Excerpt:
══════════
I'm not sure if I would like one of those because I like my momentary switch on the side I'm fishing. If I'm fishing on the right side then my switch is on the right and the same is true if I'm fishing on the left side then the switch is on the left side. The switch is portable.


----------



## russ010 (Oct 21, 2009)

When you put the foot pedal in one spot, it forces you to learn to work you pedal with both feet... I almost always used to use my right foot, and I fish out of the right side of the most most times... but now in about a day's time, I can work the pedal with both feet, and hardly ever do I use my right foot any more. 

Bubba - as far as pricing goes, if you can find a scrap yard that would be the best place to get your sheeting... but now that I'm thinking about it, that $79 troll eze setup you found might make it not worth the hassle of trying to figure it all out.


----------



## Bubba (Oct 21, 2009)
══════════
Stated exercise 1: Copy out the forum excerpt above word for word.
══════════
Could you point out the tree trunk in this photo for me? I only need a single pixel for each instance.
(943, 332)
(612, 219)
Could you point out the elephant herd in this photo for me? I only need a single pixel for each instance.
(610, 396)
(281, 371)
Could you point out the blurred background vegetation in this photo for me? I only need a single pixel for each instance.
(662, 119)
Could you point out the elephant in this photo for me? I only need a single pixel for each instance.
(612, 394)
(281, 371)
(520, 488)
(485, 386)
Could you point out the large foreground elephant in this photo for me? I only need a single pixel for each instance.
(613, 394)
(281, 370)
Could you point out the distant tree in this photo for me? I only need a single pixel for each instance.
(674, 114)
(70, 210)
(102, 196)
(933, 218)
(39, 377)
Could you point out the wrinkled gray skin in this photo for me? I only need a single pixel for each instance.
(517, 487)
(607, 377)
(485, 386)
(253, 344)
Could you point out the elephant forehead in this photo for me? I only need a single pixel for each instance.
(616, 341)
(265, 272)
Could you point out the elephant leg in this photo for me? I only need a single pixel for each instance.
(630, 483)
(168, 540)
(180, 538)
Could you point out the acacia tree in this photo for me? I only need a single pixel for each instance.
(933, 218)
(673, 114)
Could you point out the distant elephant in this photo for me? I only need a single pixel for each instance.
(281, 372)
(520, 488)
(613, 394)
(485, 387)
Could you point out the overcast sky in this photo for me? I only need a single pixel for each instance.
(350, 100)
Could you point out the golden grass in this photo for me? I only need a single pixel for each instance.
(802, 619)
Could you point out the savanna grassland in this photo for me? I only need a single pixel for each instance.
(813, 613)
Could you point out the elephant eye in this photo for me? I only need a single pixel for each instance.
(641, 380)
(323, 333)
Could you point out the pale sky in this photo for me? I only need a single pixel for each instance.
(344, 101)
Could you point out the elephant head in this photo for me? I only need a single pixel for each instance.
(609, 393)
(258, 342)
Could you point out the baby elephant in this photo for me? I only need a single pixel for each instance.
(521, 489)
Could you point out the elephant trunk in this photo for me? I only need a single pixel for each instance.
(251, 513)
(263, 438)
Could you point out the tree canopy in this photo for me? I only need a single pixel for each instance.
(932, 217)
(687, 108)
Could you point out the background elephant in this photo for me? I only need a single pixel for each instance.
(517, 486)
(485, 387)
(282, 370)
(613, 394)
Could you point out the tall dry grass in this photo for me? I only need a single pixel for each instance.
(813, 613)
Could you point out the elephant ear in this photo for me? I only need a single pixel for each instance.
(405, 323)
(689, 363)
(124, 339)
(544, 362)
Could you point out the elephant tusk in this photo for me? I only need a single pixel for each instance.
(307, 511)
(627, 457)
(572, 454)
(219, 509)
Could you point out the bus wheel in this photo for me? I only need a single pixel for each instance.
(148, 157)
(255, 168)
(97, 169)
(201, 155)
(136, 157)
══════════
Stated exercise 2: Recast the lines of the records from the one containing "Could you point out the elephant eye" through the last line of the records, both included, as a Markdown table with the columns Row and Line. Give one numbered row per line and leave out blank lines.

Right answer 1:
I'm not sure if I would like one of those because I like my momentary switch on the side I'm fishing. If I'm fishing on the right side then my switch is on the right and the same is true if I'm fishing on the left side then the switch is on the left side. The switch is portable.


----------



## russ010 (Oct 21, 2009)

When you put the foot pedal in one spot, it forces you to learn to work you pedal with both feet... I almost always used to use my right foot, and I fish out of the right side of the most most times... but now in about a day's time, I can work the pedal with both feet, and hardly ever do I use my right foot any more. 

Bubba - as far as pricing goes, if you can find a scrap yard that would be the best place to get your sheeting... but now that I'm thinking about it, that $79 troll eze setup you found might make it not worth the hassle of trying to figure it all out.


----------



## Bubba (Oct 21, 2009)

Right answer 2:
| Row | Line |
|---|---|
| 1 | Could you point out the elephant eye in this photo for me? I only need a single pixel for each instance. |
| 2 | (641, 380) |
| 3 | (323, 333) |
| 4 | Could you point out the pale sky in this photo for me? I only need a single pixel for each instance. |
| 5 | (344, 101) |
| 6 | Could you point out the elephant head in this photo for me? I only need a single pixel for each instance. |
| 7 | (609, 393) |
| 8 | (258, 342) |
| 9 | Could you point out the baby elephant in this photo for me? I only need a single pixel for each instance. |
| 10 | (521, 489) |
| 11 | Could you point out the elephant trunk in this photo for me? I only need a single pixel for each instance. |
| 12 | (251, 513) |
| 13 | (263, 438) |
| 14 | Could you point out the tree canopy in this photo for me? I only need a single pixel for each instance. |
| 15 | (932, 217) |
| 16 | (687, 108) |
| 17 | Could you point out the background elephant in this photo for me? I only need a single pixel for each instance. |
| 18 | (517, 486) |
| 19 | (485, 387) |
| 20 | (282, 370) |
| 21 | (613, 394) |
| 22 | Could you point out the tall dry grass in this photo for me? I only need a single pixel for each instance. |
| 23 | (813, 613) |
| 24 | Could you point out the elephant ear in this photo for me? I only need a single pixel for each instance. |
| 25 | (405, 323) |
| 26 | (689, 363) |
| 27 | (124, 339) |
| 28 | (544, 362) |
| 29 | Could you point out the elephant tusk in this photo for me? I only need a single pixel for each instance. |
| 30 | (307, 511) |
| 31 | (627, 457) |
| 32 | (572, 454) |
| 33 | (219, 509) |
| 34 | Could you point out the bus wheel in this photo for me? I only need a single pixel for each instance. |
| 35 | (148, 157) |
| 36 | (255, 168) |
| 37 | (97, 169) |
| 38 | (201, 155) |
| 39 | (136, 157) |